Yeah and, uh, -- NO, no, honey, close the window!! o.O Close the shades dear...! o.o
Ummm, so I got this mustache and I applied it; and I had thick glasses; I had, you know, a baseball cap...and I kind of thought I was getting away with it; I got inside...
Letterman: Did you look, to your eyes, -- I mean, you looked different, but did you look ok when you saw this...?
Carrey: yeah, yeah, it was a little freaky...like one of those talk show guest that did something really bad....
*Letterman laughs*
Carrey: I need one of those recorders *imitates distorted voice* -- with my voice, and stuff....
but uhh, so I got inside there, and I was doing pretty good; I though, 'yeah, I'm pulling this off. This is the way I can live for the rest of my life...!'
*Letterman laughs*
And so, I got up to the vender, who's selling all this stuff -- Cirque de Solei, and uh, I kind of had my head down....and I went: *masks voice* ummm, let me see, I'll have a large t-shirt and a small one for my daughter, please. And I waited and he didn't seem to be doing anything...so I looked up, and he was staring at me like this: *imitates surprised look* ....
*laughter from audience and Letterman*
Like he had just seen Jim Carrey in a fake mustache...! You know....and I started walking my daughter to the seats, and people were yelling out, "Nice mustache Jim!!!" - "hey guys, look, it's Jim Carrey in a fake mustache!"
The acrobats were stopping in the middle of the routine, *imitates french accent* "Jim Carrey, moostache faky!"

Letterman: makes you fell like a boob...You don't need that!

Carrey: But now, it's better to just----
Letterman: -- get rid of the hat.

Carrey: ...now I just go everywhere, depending on my self-esteem level that day, you know.
*Letterman laughs*
You don't want to go out on one of those self-loathing days...
'I love you' *cries*
*Letterman and audience laugh*
But I just go out! I meet people...and it's always cool. Most of the time -- well, every once in a while there's somebody who asks for a little too much..

Letterman: Like-- like, what do you mean...? Like, more than an autograph?

Carrey: Yeah...well, they'll say something like, umm, "Hey wait here! I'm going to go have some kids, then bring'em back to meet ya!"
*audience and Letterman laugh*
"You're not doing nothing, right!?"
But um....or else it's like, *in sad crying voice* "Oh Mr Carrey...my friends would kill me if I ever told them that I met you and I didn't get your ----- UNDERWEAR."

════

_Brief A_
Pick out every row below that contains the word "jacket", copying each one as it stands.

════

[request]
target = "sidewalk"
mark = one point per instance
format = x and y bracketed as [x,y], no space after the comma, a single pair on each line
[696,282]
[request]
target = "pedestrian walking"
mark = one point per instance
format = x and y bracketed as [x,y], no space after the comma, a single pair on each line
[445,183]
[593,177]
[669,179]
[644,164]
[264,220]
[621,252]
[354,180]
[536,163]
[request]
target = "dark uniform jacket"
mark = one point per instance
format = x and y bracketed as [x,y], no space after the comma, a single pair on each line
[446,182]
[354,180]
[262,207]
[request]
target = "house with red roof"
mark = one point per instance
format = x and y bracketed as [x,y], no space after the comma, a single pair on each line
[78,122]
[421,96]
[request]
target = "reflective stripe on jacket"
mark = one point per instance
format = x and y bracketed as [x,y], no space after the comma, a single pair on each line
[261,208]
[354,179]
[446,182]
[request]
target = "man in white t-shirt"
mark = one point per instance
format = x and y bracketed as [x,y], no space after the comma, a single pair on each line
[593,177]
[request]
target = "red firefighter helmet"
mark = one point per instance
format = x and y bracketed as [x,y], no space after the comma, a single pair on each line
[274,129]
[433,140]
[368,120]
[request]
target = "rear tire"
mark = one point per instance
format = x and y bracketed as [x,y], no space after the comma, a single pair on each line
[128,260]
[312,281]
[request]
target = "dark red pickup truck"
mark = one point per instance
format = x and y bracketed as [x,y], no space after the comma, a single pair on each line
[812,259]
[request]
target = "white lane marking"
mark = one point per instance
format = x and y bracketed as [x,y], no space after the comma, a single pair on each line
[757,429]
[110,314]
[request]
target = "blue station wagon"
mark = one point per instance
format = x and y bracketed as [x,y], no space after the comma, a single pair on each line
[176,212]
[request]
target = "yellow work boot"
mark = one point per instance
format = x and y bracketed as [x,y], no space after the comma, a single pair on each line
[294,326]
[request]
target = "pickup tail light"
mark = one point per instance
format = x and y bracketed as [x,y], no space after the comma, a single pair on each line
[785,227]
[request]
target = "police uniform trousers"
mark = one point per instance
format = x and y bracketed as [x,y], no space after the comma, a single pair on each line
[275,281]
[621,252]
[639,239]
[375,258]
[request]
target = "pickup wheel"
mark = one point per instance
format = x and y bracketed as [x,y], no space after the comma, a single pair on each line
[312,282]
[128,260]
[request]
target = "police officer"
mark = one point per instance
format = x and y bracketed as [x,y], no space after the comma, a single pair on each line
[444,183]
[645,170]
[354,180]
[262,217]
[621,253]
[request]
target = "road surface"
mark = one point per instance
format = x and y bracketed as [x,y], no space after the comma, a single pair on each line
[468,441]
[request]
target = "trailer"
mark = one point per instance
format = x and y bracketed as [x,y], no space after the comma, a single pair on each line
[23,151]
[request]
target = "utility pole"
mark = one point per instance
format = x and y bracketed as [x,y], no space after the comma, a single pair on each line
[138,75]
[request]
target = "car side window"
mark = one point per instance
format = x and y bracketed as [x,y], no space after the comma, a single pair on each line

════

_Brief B_
Answer these questions from the talk-show transcript above:
(i) What did Carrey wear along with the mustache when he went out?
(ii) What did Carrey ask the vendor for?
(iii) According to Carrey, what does his going everywhere now depend on?

_Solution A_
target = "dark uniform jacket"
target = "reflective stripe on jacket"

_Solution B_
(i) Thick glasses and a baseball cap.
(ii) A large t-shirt and a small one for his daughter.
(iii) His self-esteem level that day.